[Opening Passage section]


    While type 1 diabetes is managed with insulin injection therapy, type 2 diabetes treatment often includes lifestyle changes such as new diet and exercise regimens.

    To protect yourself against type 2 diabetes:
  • Maintain a healthy weight. A healthy female Body Mass Index (BMI) should be less than 35. (Use this tool to measure your body mass index.)
  • Eat a healthy diet that includes fiber from whole grains, lean protein, and plenty fruits and vegetables. Avoid processed foods loaded with sugar and trans fats.
  • Exercise regularly. Get at least 20 minutes of cardio three times a week by brisk walking, biking, or using an elliptical trainer.
  • Growth of Coarse Chin or Nose Hair

    What it might mean: Possible symptoms of ovarian cancer

    Ovarian cancer—the fifth most common cancer in women—is known as a silent killer, which is why it's imperative for every woman to be aware of all its warning signs.

    Located on either side of the uterus, the ovaries' primary function is to produce eggs and pump out female hormones such as estrogen and progesterone that regulate the menstrual cycle. An ovarian tumor or cancer of the ovary can cause overproduction of male hormones (androgens). Too much production of the male hormone testosterone, for instance, can cause excessive facial hair, also known as hirsutism, which can manifest as coarse growth on the chin or in the nose.

    Additional warning signs of ovarian cancer include:
  • Noticeable bloating and weight gain around the abdomen, or increased abdominal size
  • Pelvic or abdominal pain
  • A change in bowel movements
  • Difficultly eating or feeling full quickly
  • Frequent or urgent need to urinate
  • Back pain

    If you've noticed any of these symptoms, schedule an appointment right away with your gynecologist. They will perform an abdominal exam and possibly order an ultrasound to look at the ovaries, among other possible tests. If ovarian cancer is suspected or found, you will be referred to a gynecologic oncologist. Use this ovarian cancer symptom tracker to help you detect the early warning signs of ovarian cancer.

    To ward off ovarian cancer, studies show that certain foods such as cruciferous vegetables (collard greens, cauliflower, broccoli and Brussels sprouts) could reduce your risk.
  • Split Vision

    What it might mean: Possible warning sign of stroke

    A stroke occurs when a blood clot blocks an artery, or a blood vessel breaks, cutting off blood supply to the brain. Strokes kill over 5 million people worldwide each year, and 1 occurs every 40 seconds in the United States alone.

[Closing Passage section]
[Opening Material provided section]

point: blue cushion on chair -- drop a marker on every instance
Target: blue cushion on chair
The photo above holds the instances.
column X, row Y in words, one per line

[Closing Material provided section]

- What to work on -
1. Check each statement below against the passage on health warning signs and mark it yes or no, quoting the words from the passage that decide it.
(a) Ovarian cancer is the fifth most common cancer in women.
(b) The passage advises getting at least 30 minutes of cardio three times a week.
(c) A gynecologist may order an ultrasound to look at the ovaries.
2. Pick up the passage on health warning signs after its last sentence and keep writing it.

- Responses for each task -
1.
(a) Yes: "Ovarian cancer—the fifth most common cancer in women—is known as a silent killer"
(b) No: "Get at least 20 minutes of cardio three times a week"
(c) Yes: "possibly order an ultrasound to look at the ovaries"

2.
    Strokes can cause many different symptoms, including slurred speech or difficulty walking. Experiencing "split vision" in each eye—a lesser know symptom—can also occur. In this case, you have only half of a field of vision in each eye. For instance, if you were looking at a stop sign, you may only see the O and the P, while the S and T remain invisible.

    This occurrence may last for only several minutes until vision is restored, but it still indicates that the visual cortex in the back of the brain has been impacted by loss of blood flow. A CT scan or MRI would reveal that this part of the brain controlling your vision experienced a cut off in its blood supply. Mini strokes may present themselves this way and are often a precursor to a major stroke.

    One of the most important things to do if you think you're having a stroke is to remember the acronym F-A-S-T—and also act fast!

    F: Face
  • Vision disturbance
  • Uneven smile
  • Facial droop/numbness

    A: Arms & Legs
  • Weakness
  • Numbness
  • Difficulty walking

    S: Speech
  • Slurred
  • Inappropriate words
  • Mute

    T: Time
  • Time is critical
  • Call 911

    Unfortunately, not all hospitals are well equipped to handle stroke victims. Do your homework in advance and find a stroke center near you. Visit StrokeCenter.org for more information.

    To help reduce your risk of stroke, research shows that a diet chockfull of fruits and vegetables with white flesh can help. Try mushrooms, cauliflower and white peaches. In addition, taking 2 low-dose 81mg aspirin once a day before bedtime may help reduce your chance of developing blood clots. (Of course, talk to your doctor first).